§ TASK
Read through the data, and wherever a line holds the word "nike", write that line out.
*** RECORDED DATA Section Begins ***
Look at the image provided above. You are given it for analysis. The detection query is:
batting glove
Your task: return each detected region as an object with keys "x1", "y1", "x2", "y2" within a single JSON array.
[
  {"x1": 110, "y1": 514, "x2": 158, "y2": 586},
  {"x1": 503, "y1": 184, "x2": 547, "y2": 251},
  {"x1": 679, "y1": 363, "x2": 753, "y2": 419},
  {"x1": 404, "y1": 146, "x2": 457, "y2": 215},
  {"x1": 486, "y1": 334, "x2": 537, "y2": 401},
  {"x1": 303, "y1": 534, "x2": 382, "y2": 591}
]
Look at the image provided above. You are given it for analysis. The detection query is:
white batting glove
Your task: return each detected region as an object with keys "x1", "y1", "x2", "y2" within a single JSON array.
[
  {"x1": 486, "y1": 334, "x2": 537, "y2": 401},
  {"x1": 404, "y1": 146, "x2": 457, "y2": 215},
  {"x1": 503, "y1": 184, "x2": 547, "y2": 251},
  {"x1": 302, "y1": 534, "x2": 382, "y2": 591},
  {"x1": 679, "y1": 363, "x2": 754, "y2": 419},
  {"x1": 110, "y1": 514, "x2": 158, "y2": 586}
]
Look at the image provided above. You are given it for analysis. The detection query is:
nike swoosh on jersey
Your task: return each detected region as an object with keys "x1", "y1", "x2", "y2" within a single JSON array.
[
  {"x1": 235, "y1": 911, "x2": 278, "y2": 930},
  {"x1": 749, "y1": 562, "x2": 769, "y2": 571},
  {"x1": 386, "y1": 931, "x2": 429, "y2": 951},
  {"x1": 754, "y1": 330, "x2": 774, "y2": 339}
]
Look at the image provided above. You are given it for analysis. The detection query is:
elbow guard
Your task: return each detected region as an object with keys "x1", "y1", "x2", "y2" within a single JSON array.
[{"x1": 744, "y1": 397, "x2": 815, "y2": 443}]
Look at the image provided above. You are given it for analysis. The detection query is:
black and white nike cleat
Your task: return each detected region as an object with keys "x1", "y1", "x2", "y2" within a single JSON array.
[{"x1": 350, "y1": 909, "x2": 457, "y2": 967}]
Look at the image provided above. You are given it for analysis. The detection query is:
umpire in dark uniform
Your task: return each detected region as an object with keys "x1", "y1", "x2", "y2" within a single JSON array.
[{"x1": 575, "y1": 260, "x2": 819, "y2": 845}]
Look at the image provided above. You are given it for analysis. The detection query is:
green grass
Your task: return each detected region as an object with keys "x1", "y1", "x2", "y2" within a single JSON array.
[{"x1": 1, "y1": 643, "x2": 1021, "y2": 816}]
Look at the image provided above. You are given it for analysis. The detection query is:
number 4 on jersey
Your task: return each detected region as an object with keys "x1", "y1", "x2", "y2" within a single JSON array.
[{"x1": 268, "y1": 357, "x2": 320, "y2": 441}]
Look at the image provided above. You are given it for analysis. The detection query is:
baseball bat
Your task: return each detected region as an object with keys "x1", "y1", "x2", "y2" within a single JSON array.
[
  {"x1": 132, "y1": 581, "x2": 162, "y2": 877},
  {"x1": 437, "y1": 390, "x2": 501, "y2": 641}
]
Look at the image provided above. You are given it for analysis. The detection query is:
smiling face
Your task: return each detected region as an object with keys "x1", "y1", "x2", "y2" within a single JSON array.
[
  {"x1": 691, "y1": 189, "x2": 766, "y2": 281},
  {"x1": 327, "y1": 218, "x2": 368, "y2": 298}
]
*** RECORDED DATA Section Ends ***
§ WRITTEN RESPONSE
nike swoosh on jersey
black and white nike cleat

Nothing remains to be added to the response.